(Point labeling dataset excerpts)

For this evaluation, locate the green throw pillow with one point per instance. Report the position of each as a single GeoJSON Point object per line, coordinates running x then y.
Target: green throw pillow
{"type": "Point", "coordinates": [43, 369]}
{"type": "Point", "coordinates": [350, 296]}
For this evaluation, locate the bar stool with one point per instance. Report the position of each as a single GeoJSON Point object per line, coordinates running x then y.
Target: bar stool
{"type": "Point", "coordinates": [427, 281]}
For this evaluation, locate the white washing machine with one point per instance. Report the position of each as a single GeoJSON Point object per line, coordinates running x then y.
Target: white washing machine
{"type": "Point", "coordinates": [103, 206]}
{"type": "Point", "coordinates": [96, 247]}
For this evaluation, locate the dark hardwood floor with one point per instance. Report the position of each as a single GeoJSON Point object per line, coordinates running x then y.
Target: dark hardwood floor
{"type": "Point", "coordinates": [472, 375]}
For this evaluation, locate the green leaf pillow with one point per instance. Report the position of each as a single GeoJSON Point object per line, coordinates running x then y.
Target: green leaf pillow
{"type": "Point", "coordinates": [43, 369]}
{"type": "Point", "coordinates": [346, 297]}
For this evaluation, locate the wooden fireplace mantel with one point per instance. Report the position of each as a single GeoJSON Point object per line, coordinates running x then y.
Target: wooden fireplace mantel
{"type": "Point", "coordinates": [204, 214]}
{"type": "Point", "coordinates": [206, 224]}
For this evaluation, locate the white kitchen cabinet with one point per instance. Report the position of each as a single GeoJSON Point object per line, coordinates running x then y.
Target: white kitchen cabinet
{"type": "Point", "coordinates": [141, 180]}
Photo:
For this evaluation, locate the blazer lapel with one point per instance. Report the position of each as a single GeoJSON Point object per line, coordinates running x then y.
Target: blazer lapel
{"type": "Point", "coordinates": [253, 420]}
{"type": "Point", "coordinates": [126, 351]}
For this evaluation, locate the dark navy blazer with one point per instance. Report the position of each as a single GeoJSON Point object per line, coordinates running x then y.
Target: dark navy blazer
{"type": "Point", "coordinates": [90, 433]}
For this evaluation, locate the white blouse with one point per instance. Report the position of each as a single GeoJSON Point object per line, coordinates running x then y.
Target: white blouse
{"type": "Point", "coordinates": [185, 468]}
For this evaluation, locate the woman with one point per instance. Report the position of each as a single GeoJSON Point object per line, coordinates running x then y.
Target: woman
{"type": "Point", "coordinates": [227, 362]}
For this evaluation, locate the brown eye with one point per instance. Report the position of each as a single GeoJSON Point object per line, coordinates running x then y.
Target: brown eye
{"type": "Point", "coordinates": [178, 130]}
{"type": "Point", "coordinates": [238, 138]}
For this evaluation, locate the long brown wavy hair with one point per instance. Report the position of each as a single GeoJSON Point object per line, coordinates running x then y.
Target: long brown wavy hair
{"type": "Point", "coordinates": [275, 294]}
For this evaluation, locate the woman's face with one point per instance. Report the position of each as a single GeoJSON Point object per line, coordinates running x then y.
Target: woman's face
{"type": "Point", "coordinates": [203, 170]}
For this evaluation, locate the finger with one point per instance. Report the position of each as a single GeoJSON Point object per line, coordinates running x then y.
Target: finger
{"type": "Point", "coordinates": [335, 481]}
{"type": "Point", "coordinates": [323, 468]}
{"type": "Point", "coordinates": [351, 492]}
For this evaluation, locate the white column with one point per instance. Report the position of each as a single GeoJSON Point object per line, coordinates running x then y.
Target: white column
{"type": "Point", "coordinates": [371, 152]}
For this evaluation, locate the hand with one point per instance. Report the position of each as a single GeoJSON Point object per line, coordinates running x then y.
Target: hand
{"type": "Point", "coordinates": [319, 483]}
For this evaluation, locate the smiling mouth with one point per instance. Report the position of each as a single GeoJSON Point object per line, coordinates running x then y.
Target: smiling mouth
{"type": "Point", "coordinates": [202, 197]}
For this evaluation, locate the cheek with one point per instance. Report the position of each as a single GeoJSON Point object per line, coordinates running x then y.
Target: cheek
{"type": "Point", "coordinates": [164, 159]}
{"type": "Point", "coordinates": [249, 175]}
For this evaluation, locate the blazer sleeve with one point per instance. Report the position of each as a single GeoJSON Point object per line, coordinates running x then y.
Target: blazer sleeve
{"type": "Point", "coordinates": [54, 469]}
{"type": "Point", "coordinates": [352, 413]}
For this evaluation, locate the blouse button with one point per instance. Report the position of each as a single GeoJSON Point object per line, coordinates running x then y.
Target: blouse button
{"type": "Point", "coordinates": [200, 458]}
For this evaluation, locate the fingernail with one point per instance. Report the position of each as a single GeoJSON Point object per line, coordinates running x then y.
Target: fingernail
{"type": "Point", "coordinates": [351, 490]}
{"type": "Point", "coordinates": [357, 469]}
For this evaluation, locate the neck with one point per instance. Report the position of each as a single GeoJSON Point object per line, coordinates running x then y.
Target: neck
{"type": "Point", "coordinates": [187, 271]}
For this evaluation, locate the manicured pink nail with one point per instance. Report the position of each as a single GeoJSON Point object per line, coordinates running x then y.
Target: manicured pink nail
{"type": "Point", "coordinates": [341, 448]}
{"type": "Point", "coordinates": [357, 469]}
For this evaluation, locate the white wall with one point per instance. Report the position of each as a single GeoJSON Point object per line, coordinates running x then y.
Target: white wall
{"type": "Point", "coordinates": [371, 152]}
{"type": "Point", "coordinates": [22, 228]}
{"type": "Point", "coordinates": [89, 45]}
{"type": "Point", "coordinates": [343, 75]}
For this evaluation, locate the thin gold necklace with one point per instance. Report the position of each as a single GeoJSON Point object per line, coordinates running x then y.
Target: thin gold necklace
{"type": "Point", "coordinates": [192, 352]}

> [Task brief]: Retype the data exactly as given.

> [The response]:
For this evaluation, locate the green throw pillow with one point per instance. Report the position of each as a single GeoJSON Point object per line, coordinates running x then y.
Target: green throw pillow
{"type": "Point", "coordinates": [43, 369]}
{"type": "Point", "coordinates": [350, 296]}
For this evaluation, locate the bar stool with one point per instance. Report the position of each as a single GeoJSON Point object per line, coordinates running x then y.
Target: bar stool
{"type": "Point", "coordinates": [427, 281]}
For this evaluation, locate the white washing machine with one point per instance. Report the position of each as a single GeoJSON Point object per line, coordinates running x then y.
Target: white washing machine
{"type": "Point", "coordinates": [103, 206]}
{"type": "Point", "coordinates": [96, 247]}
For this evaluation, locate the dark hardwood floor with one point per instance. Report the position of each as a single GeoJSON Point object per line, coordinates running x then y.
Target: dark hardwood floor
{"type": "Point", "coordinates": [472, 375]}
For this evaluation, locate the green leaf pillow with one point per instance. Report the position of each as a single GeoJSON Point object per line, coordinates running x then y.
Target: green leaf pillow
{"type": "Point", "coordinates": [43, 369]}
{"type": "Point", "coordinates": [346, 297]}
For this evaluation, locate the wooden fireplace mantel with one point per instance. Report the position of each as a single GeoJSON Point object per line, coordinates running x then y.
Target: wooden fireplace mantel
{"type": "Point", "coordinates": [204, 214]}
{"type": "Point", "coordinates": [206, 224]}
For this evaluation, locate the white kitchen cabinet with one point per instance. Report the position of each as a single GeoJSON Point object per line, coordinates running x then y.
Target: white kitchen cabinet
{"type": "Point", "coordinates": [141, 180]}
Photo:
For this evaluation, locate the blazer lapel with one point per instance. Report the position of each as a single GeoJSON Point object per line, coordinates running x then y.
Target: blazer lapel
{"type": "Point", "coordinates": [253, 420]}
{"type": "Point", "coordinates": [126, 351]}
For this evaluation, locate the dark navy blazer with one point per instance. Report the position of each as a single GeoJSON Point object per line, coordinates running x then y.
Target: dark navy blazer
{"type": "Point", "coordinates": [90, 433]}
For this evaluation, locate the white blouse with one point per instance. Report the position of each as a single GeoJSON Point object per line, coordinates running x then y.
Target: white blouse
{"type": "Point", "coordinates": [185, 468]}
For this evaluation, locate the woman with one point per instance. Report the position of each as a single GeoJSON Point object per line, coordinates running x then y.
Target: woman
{"type": "Point", "coordinates": [227, 362]}
For this evaluation, locate the brown eye with one point per instance. Report the position of each as a single GeoJSON Point object per line, coordinates running x then y.
Target: brown eye
{"type": "Point", "coordinates": [178, 130]}
{"type": "Point", "coordinates": [238, 138]}
For this evaluation, locate the long brown wavy hair with one point per instance. Report the position of each as a single GeoJSON Point object per line, coordinates running x then y.
Target: long brown wavy hair
{"type": "Point", "coordinates": [275, 294]}
For this evaluation, locate the woman's face with one point per instance. Report the position of each as a single GeoJSON Point object per line, coordinates running x then y.
Target: woman's face
{"type": "Point", "coordinates": [203, 170]}
For this evaluation, locate the finger with one point per instance. Report the position of each as a single GeoJSON Point object per line, coordinates running x then y.
Target: finger
{"type": "Point", "coordinates": [335, 481]}
{"type": "Point", "coordinates": [323, 468]}
{"type": "Point", "coordinates": [351, 492]}
For this evaluation, locate the white column with one point per instance. Report the position of each as a single GeoJSON Point object per line, coordinates running x then y.
Target: white column
{"type": "Point", "coordinates": [371, 152]}
For this evaluation, locate the hand with one point per instance. Report the position of each as a single GeoJSON Point object per line, coordinates running x then y.
Target: hand
{"type": "Point", "coordinates": [319, 483]}
For this evaluation, locate the smiling mouth with one point per instance. Report the position of each as a single GeoJSON Point object per line, coordinates running x then y.
Target: smiling mouth
{"type": "Point", "coordinates": [202, 197]}
For this evaluation, locate the cheek with one point per instance. Report the position of each as a single GeoJSON Point object per line, coordinates running x then y.
Target: cheek
{"type": "Point", "coordinates": [164, 159]}
{"type": "Point", "coordinates": [249, 175]}
For this evaluation, locate the blazer sleeve with one point per instance. Report the position of each as a single GeoJSON Point object per line, coordinates running x then y.
Target: blazer sleeve
{"type": "Point", "coordinates": [54, 469]}
{"type": "Point", "coordinates": [352, 413]}
For this evaluation, locate the blouse button with one point per instance. Report the position of each as a single GeoJSON Point object per line, coordinates running x then y.
Target: blouse button
{"type": "Point", "coordinates": [200, 458]}
For this evaluation, locate the fingernail with one point per instance. Report the position of each as a single GeoJSON Point object per line, coordinates running x then y.
Target: fingernail
{"type": "Point", "coordinates": [351, 490]}
{"type": "Point", "coordinates": [357, 469]}
For this evaluation, locate the neck with one point per instance. Report the position of each as a single GeoJSON Point object per line, coordinates running x then y.
Target: neck
{"type": "Point", "coordinates": [187, 271]}
For this evaluation, locate the manicured pink nail with one point per instance. Report the position of each as a single GeoJSON Point object per line, coordinates running x then y.
Target: manicured pink nail
{"type": "Point", "coordinates": [341, 448]}
{"type": "Point", "coordinates": [357, 469]}
For this evaluation, locate the white wall with one point per instance. Report the position of each as a single GeoJSON Point object per line, coordinates running x then y.
Target: white wall
{"type": "Point", "coordinates": [371, 152]}
{"type": "Point", "coordinates": [22, 228]}
{"type": "Point", "coordinates": [89, 45]}
{"type": "Point", "coordinates": [343, 75]}
For this evaluation, locate the thin gold necklace with one point per instance. Report the position of each as a single GeoJSON Point object per line, coordinates running x then y.
Target: thin gold necklace
{"type": "Point", "coordinates": [192, 352]}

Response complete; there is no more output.